• **Text**:

┏━━

1. **Determinism**: Same ARID + same salt → same derived key (always)
2. **Isolation**: Different salts → statistically independent keys
3. **Irreversibility**: Cannot derive ARID from public key or DHT key
4. **Collision Resistance**: Cryptographic strength from HKDF-HMAC-SHA-256
5. **Cross-Network Isolation**: Mainline and IPFS keys are independent

### Security Considerations

**ARID Storage:**
- Users must securely store ARIDs to retain write capability
- Loss of ARID = loss of ability to prove authorship
- Getters only need ARID for read access (ARID as capability)

**Write-Once Guarantees:**
- Once written, value cannot be updated by anyone (including original putter)
- AlreadyExists errors prevent accidental overwrites
- Integrity protected by cryptographic signatures

**Network Visibility:**
- Public keys are visible on DHT/IPFS networks
- ARID itself is NOT published (only derived public keys)
- Envelope bytes are visible to network (opaque binary data)

┗━━

• **Work to do**:
Translate this sentence from the ARID security notes into Spanish: "Users must securely store ARIDs to retain write capability."

Part of a data file:
┏━━

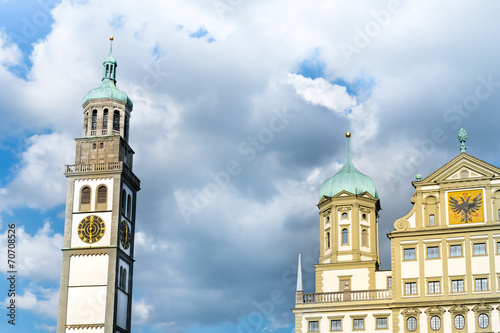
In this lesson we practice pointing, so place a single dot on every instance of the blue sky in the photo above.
(269, 85)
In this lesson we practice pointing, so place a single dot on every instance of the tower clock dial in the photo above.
(125, 234)
(91, 229)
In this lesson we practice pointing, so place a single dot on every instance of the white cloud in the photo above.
(39, 180)
(37, 256)
(321, 92)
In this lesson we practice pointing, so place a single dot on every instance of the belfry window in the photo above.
(364, 238)
(102, 193)
(128, 205)
(345, 236)
(85, 198)
(94, 120)
(116, 120)
(105, 119)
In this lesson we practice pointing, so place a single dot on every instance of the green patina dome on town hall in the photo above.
(349, 179)
(108, 87)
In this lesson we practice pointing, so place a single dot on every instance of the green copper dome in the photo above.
(348, 179)
(108, 87)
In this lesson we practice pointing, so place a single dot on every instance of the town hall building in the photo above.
(445, 255)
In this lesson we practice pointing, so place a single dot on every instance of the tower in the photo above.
(349, 206)
(98, 250)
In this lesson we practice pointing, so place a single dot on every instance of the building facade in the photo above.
(97, 267)
(445, 255)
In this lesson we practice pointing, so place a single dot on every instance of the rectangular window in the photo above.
(457, 286)
(381, 322)
(434, 287)
(314, 326)
(456, 250)
(479, 249)
(411, 288)
(336, 325)
(433, 252)
(482, 284)
(409, 254)
(359, 324)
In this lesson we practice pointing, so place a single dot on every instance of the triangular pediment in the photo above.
(462, 167)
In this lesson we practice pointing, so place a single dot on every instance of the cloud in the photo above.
(321, 92)
(196, 102)
(39, 180)
(39, 255)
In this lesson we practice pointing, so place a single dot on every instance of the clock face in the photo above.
(91, 229)
(124, 234)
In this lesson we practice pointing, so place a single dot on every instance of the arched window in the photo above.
(345, 236)
(364, 238)
(102, 196)
(125, 131)
(94, 120)
(85, 198)
(116, 120)
(128, 205)
(483, 320)
(105, 119)
(411, 324)
(124, 279)
(435, 323)
(124, 201)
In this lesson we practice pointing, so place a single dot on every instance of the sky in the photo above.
(240, 114)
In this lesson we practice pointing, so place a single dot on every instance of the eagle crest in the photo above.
(465, 207)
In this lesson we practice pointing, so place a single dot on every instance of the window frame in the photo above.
(434, 284)
(459, 282)
(453, 253)
(434, 250)
(358, 319)
(410, 250)
(482, 279)
(439, 322)
(483, 315)
(455, 321)
(410, 284)
(310, 322)
(386, 318)
(481, 250)
(414, 320)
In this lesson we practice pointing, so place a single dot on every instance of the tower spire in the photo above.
(299, 275)
(462, 137)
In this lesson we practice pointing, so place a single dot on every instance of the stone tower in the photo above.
(98, 250)
(349, 206)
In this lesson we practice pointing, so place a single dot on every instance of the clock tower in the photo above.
(98, 250)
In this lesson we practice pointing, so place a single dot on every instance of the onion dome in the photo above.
(349, 179)
(108, 87)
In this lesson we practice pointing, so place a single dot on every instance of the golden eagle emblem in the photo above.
(465, 206)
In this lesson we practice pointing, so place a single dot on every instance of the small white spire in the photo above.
(299, 275)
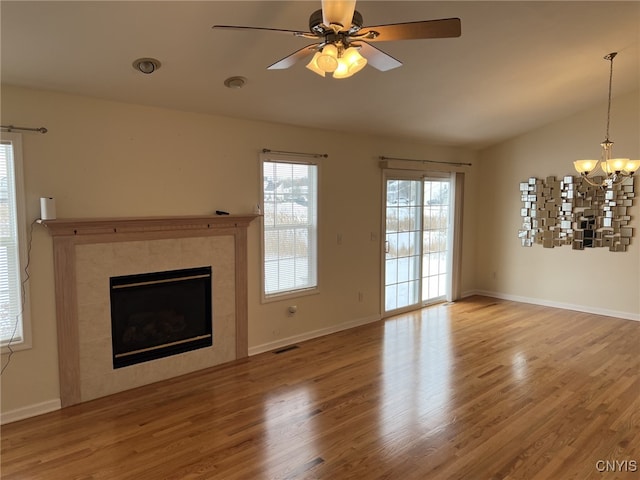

┗━━

• **Written solution**:
Los usuarios deben almacenar los ARID de forma segura para conservar la capacidad de escritura.